**** DATASET ROWS

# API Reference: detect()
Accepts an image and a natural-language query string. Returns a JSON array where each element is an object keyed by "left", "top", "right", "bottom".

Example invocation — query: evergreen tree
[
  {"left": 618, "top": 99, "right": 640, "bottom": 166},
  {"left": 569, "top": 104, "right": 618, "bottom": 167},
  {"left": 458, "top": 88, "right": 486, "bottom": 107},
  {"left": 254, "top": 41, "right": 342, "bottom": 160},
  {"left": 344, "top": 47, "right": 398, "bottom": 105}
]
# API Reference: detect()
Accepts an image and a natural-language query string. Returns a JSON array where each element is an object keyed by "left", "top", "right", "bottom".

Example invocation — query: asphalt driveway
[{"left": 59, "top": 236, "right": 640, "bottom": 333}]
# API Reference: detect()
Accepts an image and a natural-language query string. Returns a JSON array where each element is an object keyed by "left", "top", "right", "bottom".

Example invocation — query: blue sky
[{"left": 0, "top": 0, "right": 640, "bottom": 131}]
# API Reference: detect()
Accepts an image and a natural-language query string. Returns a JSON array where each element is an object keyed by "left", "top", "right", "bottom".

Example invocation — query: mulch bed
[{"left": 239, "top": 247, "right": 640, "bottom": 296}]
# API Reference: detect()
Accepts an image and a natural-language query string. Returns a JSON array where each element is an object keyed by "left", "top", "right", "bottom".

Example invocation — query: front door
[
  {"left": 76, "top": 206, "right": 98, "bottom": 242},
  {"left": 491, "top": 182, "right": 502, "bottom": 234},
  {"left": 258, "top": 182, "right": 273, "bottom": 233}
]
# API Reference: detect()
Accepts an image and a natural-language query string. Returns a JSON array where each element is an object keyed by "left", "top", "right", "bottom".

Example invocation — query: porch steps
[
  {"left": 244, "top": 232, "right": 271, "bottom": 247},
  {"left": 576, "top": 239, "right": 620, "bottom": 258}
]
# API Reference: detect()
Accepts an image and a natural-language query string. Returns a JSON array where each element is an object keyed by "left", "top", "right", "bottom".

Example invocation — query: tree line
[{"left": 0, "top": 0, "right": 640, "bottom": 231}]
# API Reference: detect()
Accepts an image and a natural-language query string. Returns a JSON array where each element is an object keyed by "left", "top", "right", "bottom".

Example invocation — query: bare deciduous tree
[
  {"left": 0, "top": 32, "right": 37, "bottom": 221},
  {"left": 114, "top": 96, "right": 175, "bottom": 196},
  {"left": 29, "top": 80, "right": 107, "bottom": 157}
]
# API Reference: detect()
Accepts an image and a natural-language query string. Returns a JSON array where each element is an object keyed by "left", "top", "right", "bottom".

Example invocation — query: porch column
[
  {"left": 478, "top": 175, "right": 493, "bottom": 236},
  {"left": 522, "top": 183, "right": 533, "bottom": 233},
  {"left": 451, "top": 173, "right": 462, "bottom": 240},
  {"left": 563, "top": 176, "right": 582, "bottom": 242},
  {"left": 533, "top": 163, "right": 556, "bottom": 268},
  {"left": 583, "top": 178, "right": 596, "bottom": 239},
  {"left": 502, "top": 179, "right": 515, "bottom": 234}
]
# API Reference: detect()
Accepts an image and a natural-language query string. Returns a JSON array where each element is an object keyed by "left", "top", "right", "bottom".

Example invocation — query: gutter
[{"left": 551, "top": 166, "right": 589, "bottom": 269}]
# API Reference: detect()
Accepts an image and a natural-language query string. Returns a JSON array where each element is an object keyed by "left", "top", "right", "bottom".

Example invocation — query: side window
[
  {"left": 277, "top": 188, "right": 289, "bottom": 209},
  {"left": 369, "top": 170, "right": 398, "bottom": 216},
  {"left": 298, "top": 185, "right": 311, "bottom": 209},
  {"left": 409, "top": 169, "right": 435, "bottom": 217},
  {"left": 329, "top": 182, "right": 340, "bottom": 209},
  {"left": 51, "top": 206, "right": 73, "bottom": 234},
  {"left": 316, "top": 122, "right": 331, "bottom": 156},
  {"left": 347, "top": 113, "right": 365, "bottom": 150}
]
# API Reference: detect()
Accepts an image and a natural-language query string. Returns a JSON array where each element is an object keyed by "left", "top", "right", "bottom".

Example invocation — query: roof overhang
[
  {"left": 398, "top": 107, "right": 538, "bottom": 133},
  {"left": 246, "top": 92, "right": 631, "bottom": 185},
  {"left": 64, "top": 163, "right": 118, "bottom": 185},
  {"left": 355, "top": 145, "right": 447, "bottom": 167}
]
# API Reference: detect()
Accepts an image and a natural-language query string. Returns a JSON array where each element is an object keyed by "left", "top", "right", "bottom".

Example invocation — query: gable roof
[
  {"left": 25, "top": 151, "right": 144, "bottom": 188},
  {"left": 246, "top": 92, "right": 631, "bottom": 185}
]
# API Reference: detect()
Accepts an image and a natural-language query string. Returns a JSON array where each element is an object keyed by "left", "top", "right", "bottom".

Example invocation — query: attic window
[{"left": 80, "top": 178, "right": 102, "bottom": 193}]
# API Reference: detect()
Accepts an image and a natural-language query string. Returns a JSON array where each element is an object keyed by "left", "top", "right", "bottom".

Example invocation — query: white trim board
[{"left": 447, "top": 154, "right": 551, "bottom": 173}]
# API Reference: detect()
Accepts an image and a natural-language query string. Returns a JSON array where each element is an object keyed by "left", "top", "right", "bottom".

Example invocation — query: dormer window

********

* _WHAT YOU NEED TO DO_
List every line above that contains the string "porch", and treat uppercase and lowercase as different.

* _OUTPUT BELOW_
Example invocation — query: porch steps
Example invocation — query: porch column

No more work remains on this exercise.